From: Richard Cyganiak <richard@cyganiak.de>
Date: Mon, 4 Apr 2011 14:41:11 +0530
Cc: Giovanni Tummarello <giovanni.tummarello@deri.org>, Francisco Javier López Pellicer <fjlopez@unizar.es>, semantic-web <semantic-web@w3c.org>
Message-Id: <9A44DF1A-D17B-43F7-BE85-A396764FE006@cyganiak.de>
To: Martin Hepp <martin.hepp@ebusiness-unibw.org>
On 4 Apr 2011, at 13:58, Martin Hepp wrote:
> I agree. But it is unlikely that Google will accept semantic sitemaps and it will be hard or impossible to convice SEO consultants to waive a Google-valid sitemap in favor of a semantic sitemap. So as of now, I think it is the best we can get.

Yes, I agree with this assessment.

Richard




> 
> Martin
> 
> On Apr 4, 2011, at 10:21 AM, Richard Cyganiak wrote:
> 
>> Hi Martin,
>> 
>> On 4 Apr 2011, at 13:44, Martin Hepp wrote:
>>> Since Semantic Sitemaps don't validate in Google tools, it is hard to convince site-owners to use them.
>>> 
>>> However, there is a work-around: You can publish BOTH a regular sitemap and a semantic sitemap for your site and list both in the robots.txt file.
>>> 
>>> Google should accept the regular one (you could also submit this to them manually) and ignore the semantic sitemap. RDF-aware crawlers would find both and could prefer the semantic sitemap.
>> 
>> Yes, this works AFAIK. But this style of using Semantic Sitemaps loses their main advantage: being a simple extension of an established format that many webmasters already use.
>> 
>> Best,
>> Richard
>> 
>> 
>> 
>> 
>>> 
>>> The downside of this approach is that you risk to increase the crawling load on your site. But I would assume you could minimize the overlap of URIs in both - e.g., you do not need to tell Google of your compressed RDF dump file resources.

----

In the email thread, why does Richard say that publishing both a regular sitemap and a semantic sitemap weakens Semantic Sitemaps? Answer in one to three sentences. The items are unrelated to this email thread.

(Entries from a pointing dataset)
----

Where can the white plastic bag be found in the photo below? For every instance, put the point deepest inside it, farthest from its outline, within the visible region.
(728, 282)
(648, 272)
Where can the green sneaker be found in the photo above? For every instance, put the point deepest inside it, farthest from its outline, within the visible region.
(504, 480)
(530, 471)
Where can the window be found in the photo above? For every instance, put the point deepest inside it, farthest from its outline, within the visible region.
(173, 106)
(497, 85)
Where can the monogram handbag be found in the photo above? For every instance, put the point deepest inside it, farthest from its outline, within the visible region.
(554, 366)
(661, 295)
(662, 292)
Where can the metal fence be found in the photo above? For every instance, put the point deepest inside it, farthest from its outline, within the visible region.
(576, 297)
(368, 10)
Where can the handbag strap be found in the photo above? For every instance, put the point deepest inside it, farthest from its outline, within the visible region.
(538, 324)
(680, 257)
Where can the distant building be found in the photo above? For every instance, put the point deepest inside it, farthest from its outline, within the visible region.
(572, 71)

----

▶ **SOLUTION FOR THIS EXERCISE**:
He says this way of using Semantic Sitemaps gives up their main advantage. That advantage is being a simple extension of an established format that many webmasters already use.